_Task statement_
Put every line from the one containing "target: tree-covered ridge" down to the end of the records into a JSON list of strings, one string per line, skipping blank lines and leaving out the pictures.

_Record extracts_
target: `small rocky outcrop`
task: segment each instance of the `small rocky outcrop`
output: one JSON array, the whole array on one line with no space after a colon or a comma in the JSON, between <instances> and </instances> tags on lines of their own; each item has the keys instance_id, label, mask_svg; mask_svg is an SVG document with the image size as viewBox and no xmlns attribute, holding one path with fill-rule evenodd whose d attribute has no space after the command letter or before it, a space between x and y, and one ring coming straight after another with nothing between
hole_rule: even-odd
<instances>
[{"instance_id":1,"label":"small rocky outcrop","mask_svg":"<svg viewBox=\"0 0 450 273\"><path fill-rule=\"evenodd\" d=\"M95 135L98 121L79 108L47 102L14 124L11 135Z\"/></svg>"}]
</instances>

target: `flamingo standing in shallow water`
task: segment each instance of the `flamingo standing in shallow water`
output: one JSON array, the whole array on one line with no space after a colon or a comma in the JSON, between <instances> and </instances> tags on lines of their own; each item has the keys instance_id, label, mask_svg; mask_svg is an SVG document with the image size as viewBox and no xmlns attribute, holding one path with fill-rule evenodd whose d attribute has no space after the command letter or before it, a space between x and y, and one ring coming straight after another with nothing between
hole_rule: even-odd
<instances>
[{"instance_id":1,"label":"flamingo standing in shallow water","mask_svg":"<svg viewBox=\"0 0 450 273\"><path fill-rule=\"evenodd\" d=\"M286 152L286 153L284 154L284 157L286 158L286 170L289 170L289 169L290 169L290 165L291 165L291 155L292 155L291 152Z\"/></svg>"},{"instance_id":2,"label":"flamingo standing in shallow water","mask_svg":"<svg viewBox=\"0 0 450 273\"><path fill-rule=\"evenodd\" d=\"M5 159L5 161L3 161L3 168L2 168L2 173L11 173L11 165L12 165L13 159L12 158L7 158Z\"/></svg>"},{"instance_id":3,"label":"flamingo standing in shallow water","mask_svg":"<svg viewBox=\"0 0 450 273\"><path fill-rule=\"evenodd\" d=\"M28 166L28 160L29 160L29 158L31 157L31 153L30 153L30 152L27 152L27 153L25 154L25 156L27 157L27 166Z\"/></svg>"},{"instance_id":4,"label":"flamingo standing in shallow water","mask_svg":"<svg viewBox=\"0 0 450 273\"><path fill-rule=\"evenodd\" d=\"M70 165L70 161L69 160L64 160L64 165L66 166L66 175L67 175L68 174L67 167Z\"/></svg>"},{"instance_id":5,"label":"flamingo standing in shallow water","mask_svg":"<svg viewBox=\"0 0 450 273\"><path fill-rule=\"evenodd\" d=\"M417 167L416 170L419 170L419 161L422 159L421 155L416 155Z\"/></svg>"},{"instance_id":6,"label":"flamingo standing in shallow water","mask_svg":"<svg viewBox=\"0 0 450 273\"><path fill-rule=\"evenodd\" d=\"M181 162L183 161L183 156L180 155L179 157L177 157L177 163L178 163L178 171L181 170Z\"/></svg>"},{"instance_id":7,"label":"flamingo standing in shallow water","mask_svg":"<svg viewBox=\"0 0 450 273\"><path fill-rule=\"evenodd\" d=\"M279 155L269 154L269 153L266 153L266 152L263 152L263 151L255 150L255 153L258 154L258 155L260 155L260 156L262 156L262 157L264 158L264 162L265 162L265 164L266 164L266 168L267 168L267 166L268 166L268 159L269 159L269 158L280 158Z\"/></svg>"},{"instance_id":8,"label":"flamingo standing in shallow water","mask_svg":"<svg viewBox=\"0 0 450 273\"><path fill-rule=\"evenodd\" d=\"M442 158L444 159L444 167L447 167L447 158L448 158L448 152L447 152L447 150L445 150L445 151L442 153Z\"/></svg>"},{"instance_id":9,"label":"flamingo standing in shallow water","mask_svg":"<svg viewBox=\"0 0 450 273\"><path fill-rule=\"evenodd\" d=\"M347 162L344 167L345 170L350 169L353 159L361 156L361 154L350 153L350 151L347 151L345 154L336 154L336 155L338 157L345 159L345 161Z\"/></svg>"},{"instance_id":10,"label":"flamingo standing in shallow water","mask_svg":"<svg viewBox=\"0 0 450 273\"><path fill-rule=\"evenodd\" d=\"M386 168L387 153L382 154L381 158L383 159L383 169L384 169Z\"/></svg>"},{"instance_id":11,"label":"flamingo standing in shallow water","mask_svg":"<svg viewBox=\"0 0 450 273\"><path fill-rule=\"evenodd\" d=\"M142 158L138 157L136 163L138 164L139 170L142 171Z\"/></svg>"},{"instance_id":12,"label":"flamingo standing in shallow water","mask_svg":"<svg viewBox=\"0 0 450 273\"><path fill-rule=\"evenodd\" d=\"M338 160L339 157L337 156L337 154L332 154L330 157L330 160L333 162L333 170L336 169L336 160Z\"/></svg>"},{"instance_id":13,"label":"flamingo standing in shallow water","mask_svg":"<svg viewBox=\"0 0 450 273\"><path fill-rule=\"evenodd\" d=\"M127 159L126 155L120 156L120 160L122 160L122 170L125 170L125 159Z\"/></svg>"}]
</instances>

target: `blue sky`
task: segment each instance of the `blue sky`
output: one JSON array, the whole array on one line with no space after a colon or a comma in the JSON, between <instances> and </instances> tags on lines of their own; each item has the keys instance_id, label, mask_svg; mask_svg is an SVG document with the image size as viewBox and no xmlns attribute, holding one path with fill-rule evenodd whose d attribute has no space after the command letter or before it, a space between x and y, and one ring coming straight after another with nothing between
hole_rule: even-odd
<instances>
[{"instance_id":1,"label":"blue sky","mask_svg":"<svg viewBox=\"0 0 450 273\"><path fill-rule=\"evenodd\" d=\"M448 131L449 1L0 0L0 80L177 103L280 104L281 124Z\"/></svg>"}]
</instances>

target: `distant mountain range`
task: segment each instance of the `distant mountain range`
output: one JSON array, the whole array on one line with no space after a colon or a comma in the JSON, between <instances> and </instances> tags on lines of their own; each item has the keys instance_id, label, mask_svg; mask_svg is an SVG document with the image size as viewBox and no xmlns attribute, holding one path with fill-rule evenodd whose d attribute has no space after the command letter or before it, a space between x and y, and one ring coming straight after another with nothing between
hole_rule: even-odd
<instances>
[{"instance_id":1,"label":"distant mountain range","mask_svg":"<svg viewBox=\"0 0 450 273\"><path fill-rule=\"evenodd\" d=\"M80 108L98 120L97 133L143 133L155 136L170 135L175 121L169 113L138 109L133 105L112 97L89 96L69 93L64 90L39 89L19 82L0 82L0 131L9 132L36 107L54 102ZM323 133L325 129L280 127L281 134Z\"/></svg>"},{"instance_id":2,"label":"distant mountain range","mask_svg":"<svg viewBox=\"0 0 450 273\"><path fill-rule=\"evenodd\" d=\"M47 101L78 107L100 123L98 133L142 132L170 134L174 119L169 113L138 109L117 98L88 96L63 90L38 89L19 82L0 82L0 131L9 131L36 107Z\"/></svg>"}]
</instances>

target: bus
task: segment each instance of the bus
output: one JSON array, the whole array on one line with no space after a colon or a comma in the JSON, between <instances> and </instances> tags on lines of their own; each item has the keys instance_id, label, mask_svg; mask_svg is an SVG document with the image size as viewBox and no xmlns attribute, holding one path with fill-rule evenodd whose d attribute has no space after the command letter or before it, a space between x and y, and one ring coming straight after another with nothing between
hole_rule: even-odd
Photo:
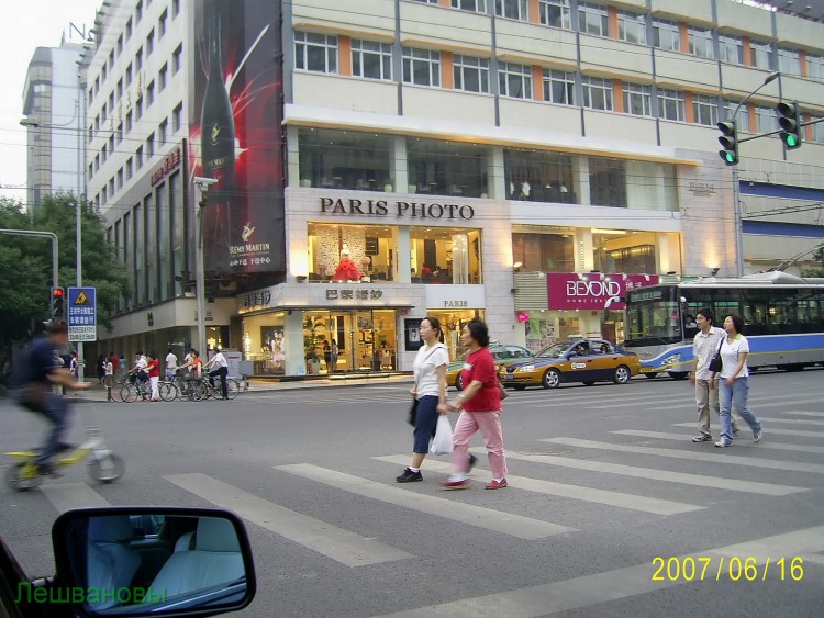
<instances>
[{"instance_id":1,"label":"bus","mask_svg":"<svg viewBox=\"0 0 824 618\"><path fill-rule=\"evenodd\" d=\"M688 318L703 307L712 310L717 327L727 314L744 318L751 370L800 371L824 363L824 278L771 271L628 290L624 347L638 355L644 375L689 375L698 326Z\"/></svg>"}]
</instances>

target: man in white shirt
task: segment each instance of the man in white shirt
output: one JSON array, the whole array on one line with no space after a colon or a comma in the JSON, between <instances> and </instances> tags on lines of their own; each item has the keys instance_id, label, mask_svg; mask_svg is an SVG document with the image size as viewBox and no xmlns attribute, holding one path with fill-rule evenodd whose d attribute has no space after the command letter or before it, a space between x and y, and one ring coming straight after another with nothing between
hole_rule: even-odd
<instances>
[{"instance_id":1,"label":"man in white shirt","mask_svg":"<svg viewBox=\"0 0 824 618\"><path fill-rule=\"evenodd\" d=\"M216 349L215 355L207 363L205 368L210 369L211 367L214 367L214 369L209 372L209 383L214 386L214 377L220 375L221 395L223 395L224 400L227 400L229 386L226 384L226 375L229 375L229 363L226 362L226 357L223 356L223 352L220 348Z\"/></svg>"},{"instance_id":2,"label":"man in white shirt","mask_svg":"<svg viewBox=\"0 0 824 618\"><path fill-rule=\"evenodd\" d=\"M717 379L710 381L710 361L726 333L723 328L713 326L712 310L702 308L698 311L695 324L699 328L692 340L692 373L690 383L695 386L695 405L698 406L698 436L692 438L693 442L710 442L712 434L710 432L710 413L716 418L721 413L719 403L719 384ZM733 419L733 432L737 434L738 428Z\"/></svg>"}]
</instances>

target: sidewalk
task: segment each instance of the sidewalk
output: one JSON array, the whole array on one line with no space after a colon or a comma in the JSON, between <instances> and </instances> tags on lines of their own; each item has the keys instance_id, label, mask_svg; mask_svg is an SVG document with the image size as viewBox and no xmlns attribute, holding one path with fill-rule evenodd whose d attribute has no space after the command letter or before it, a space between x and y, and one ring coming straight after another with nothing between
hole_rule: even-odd
<instances>
[{"instance_id":1,"label":"sidewalk","mask_svg":"<svg viewBox=\"0 0 824 618\"><path fill-rule=\"evenodd\" d=\"M105 387L100 384L97 379L92 382L91 389L88 391L81 391L77 395L78 401L93 401L104 402L105 401ZM372 384L409 384L412 382L411 374L368 374L368 373L356 373L353 375L337 374L334 378L320 378L312 380L288 380L288 381L275 381L275 380L255 380L249 379L247 381L247 387L244 387L243 381L241 381L243 393L274 393L278 391L300 391L305 389L330 389L330 387L345 387L345 386L367 386ZM73 393L67 393L69 396Z\"/></svg>"}]
</instances>

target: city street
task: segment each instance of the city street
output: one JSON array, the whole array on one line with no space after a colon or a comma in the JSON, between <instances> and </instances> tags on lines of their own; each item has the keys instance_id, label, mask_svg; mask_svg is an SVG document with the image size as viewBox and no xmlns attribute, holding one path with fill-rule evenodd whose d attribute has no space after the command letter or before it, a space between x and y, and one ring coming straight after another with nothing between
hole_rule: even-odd
<instances>
[{"instance_id":1,"label":"city street","mask_svg":"<svg viewBox=\"0 0 824 618\"><path fill-rule=\"evenodd\" d=\"M0 535L30 575L48 575L67 508L230 508L257 570L244 616L821 616L822 378L755 374L764 439L741 422L728 449L691 441L688 381L511 392L501 491L483 488L480 437L468 491L442 491L448 459L434 456L422 483L394 482L412 446L409 383L81 403L73 441L102 425L124 477L96 485L78 465L31 492L3 487ZM3 452L41 439L9 401L0 419Z\"/></svg>"}]
</instances>

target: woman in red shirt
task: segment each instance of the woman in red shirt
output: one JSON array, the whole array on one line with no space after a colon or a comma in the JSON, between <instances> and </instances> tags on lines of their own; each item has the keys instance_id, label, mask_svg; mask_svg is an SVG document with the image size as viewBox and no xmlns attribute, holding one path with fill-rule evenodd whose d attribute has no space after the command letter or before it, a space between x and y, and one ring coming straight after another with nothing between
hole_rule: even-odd
<instances>
[{"instance_id":1,"label":"woman in red shirt","mask_svg":"<svg viewBox=\"0 0 824 618\"><path fill-rule=\"evenodd\" d=\"M506 456L503 451L498 371L492 352L488 349L489 328L476 317L464 326L460 340L469 348L460 374L464 384L468 386L447 404L450 409L460 409L460 416L453 434L453 473L442 485L447 490L465 490L469 486L469 440L480 430L492 469L492 481L487 483L487 488L502 490L506 486Z\"/></svg>"}]
</instances>

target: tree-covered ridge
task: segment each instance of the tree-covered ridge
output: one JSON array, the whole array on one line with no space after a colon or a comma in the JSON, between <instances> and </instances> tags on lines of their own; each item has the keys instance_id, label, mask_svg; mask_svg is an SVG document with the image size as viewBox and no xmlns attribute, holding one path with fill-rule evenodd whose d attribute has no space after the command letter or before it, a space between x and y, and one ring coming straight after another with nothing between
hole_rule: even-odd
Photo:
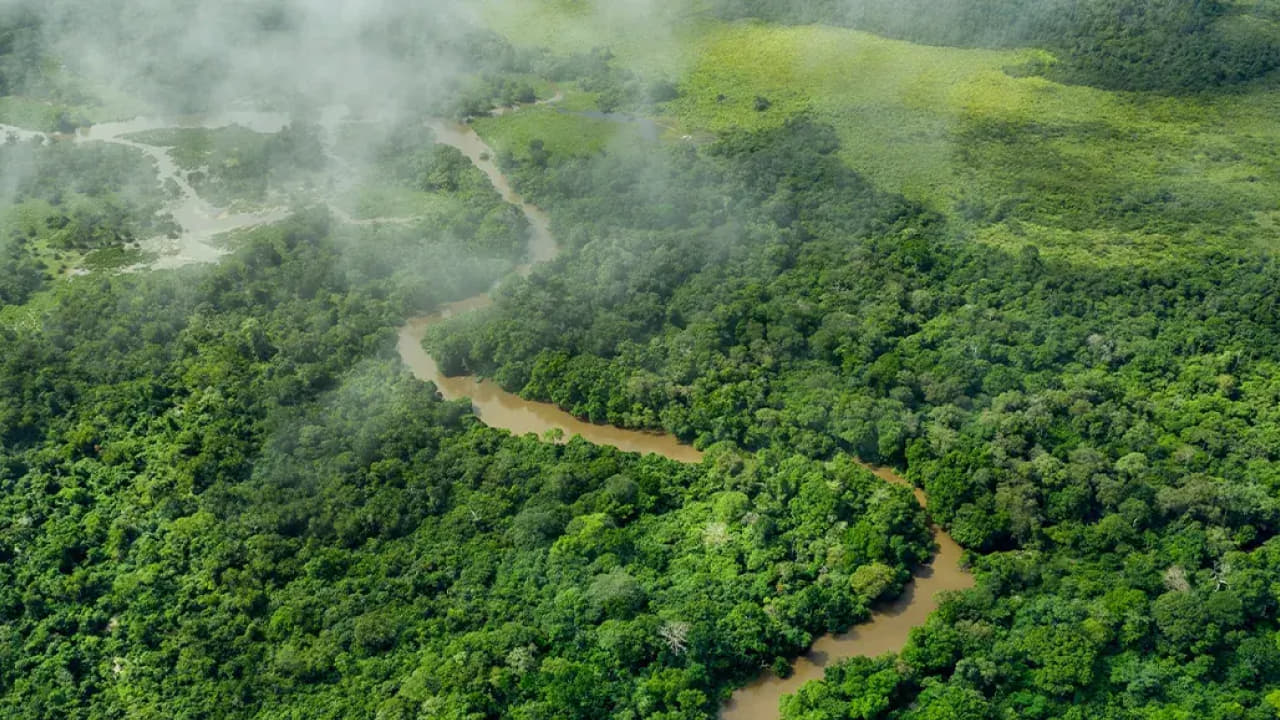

_The reply_
[
  "target: tree-covered ridge",
  "task: segment each instance of the tree-covered ridge",
  "output: one JSON array, the whole array on one line with no space after a colon or a comma in the JSON, between <instances> and </instances> tags on lines of their own; each item has the keys instance_id, label, mask_svg; mask_svg is an SVG document with the image size as viewBox and no xmlns attribute, holding one path with fill-rule evenodd whose d attribute has no space after the command letter or before it, a space between x and y, and one ring coming straight after another with nothing between",
  "hole_rule: even-odd",
  "Photo:"
]